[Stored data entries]
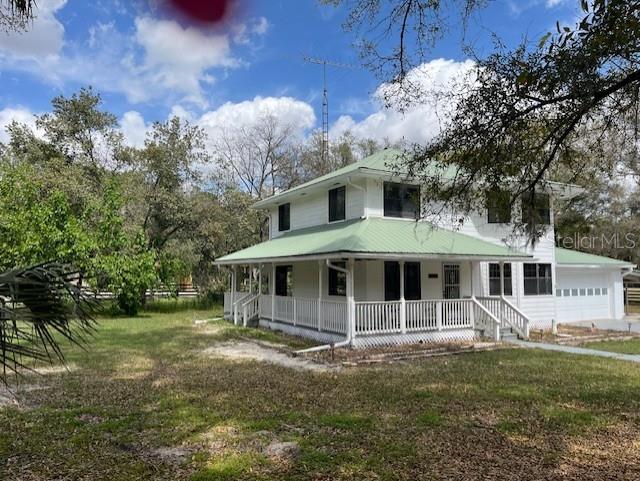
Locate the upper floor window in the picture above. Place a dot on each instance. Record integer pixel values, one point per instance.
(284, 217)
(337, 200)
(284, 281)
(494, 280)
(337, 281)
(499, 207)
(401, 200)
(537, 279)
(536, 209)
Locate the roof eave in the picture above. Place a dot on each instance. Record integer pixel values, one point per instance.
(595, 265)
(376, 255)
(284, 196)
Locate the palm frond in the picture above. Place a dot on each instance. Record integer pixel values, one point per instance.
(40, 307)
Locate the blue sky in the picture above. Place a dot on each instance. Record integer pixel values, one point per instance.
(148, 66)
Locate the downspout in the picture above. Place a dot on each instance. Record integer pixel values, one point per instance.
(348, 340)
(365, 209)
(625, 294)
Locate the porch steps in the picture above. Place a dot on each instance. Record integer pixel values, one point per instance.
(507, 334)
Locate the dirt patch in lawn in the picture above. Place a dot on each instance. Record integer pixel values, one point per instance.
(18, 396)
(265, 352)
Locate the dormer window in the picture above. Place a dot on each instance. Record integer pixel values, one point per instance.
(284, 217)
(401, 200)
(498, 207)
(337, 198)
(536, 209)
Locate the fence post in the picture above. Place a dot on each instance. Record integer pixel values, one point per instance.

WHAT YOU NEED TO DO ::
Set the entries down again exactly. Do not include the images.

EXERCISE RESULT ::
Locate the upper floor window in the picture above. Place a dot on each instance. Record integer pixel values, one point per instance.
(284, 217)
(337, 200)
(284, 281)
(494, 280)
(337, 281)
(499, 207)
(401, 200)
(537, 279)
(536, 209)
Locate the roof eave in the picture above. Place a dot on each instance. Record integer pixel values, one point per instance.
(595, 265)
(376, 255)
(284, 196)
Locate the palm frond in the picture above. Place a dot on each instance. Record integer pixel values, one point per instance.
(40, 307)
Locate the blue sky in the picture above. Place a dot on each instance. Record integer pixel values, one point per instance.
(148, 66)
Locate the downspout in the picture above. Place a dot on each instance. Record integer pixel values, one point per instance.
(348, 340)
(365, 209)
(625, 294)
Locate the porch steps in the picture above. Place a dot on each instance. Record integer pixel values, one point per instance.
(507, 334)
Locate the dirt patch in lawn in the picture above. Place a dot on each instance. Record integer pixel values, one point per instance.
(18, 396)
(265, 352)
Locate the dormer window in the picture above. Place a dot on each instance. Record integer pixel values, one point per instance.
(284, 217)
(401, 200)
(498, 207)
(337, 198)
(536, 209)
Locate the fence post in the picture above. Place a dot on each instance. Record integer pixel values, one point per instance.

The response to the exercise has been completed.